→ **TRECHO APRESENTADO**

══════════

Nos Estados Unidos, a greve começou em maio deste ano com roteiristas exigindo salários mais justos e parcelas de direitos autorais por reproduções de suas obras, em especial nos serviços de streaming, como Amazon, Netflix, HBO Max, Disney Plus, entre outros e contra o uso indiscriminado de inteligência artificial pelas produtoras e estúdios.
Em junho, atores e atrizes – incluindo os mais famosos – se uniram ao movimento, com as mesmas reinvindicações. Ambas as categorias exigem garantias de que suas imagens digitais não sejam usadas sem permissão.
A greve nos Estados Unidos já afeta grandes produções do cinema, entre elas o próximo filme de Tom Cruise, Missão Impossível - Acerto de Contas Parte 2. As categorias têm se recusado a participar também de eventos de lançamento e promoção de filmes e séries, além de não comparecerem a premiações.

══════════

→ **EM QUE TRABALHAR**
Por favor, prossiga com o texto acima sobre a greve de roteiristas e atores nos Estados Unidos, a partir da última frase dele.

→ **SEGMENTO DE DADOS**
══════════

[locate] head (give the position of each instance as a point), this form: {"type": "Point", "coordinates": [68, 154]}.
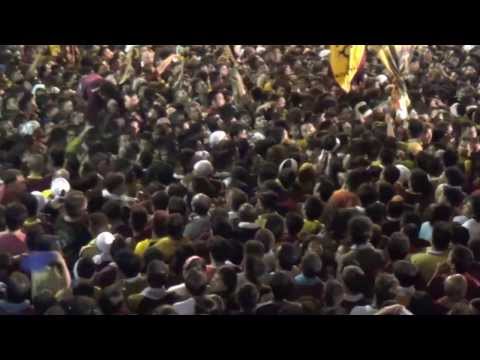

══════════

→ **RESPOSTA AO EXERCÍCIO**
As negociações entre o Sindicato dos Atores dos EUA (SAG-Aftra) e a entidade que representa os roteirsitas, o Writers Guild of America (WGA),têm fracassado. A greve continua por tempo indeterminado. Além de não comparecerem aos eventos, protestos têm sido feitos.
Um deles, realizado na última sexta-feira (28) em Los Angeles, teve participação de artistas do Brasil, como o ator Wagner Moura, que atualmente mora na California. Participaram ainda a atriz Bia Borinn, os atores Eduardo Muniz e Ivo Muller, o roteirista e diretor Gabriel Moura e o roteirista e jornalista Rodrigo Salem.
E no Brasil?
A condição de trabalho para a classe artística não é diferente em nosso país. No entanto, a mobilização por melhores condições, respeito e salários, ainda é insipiente.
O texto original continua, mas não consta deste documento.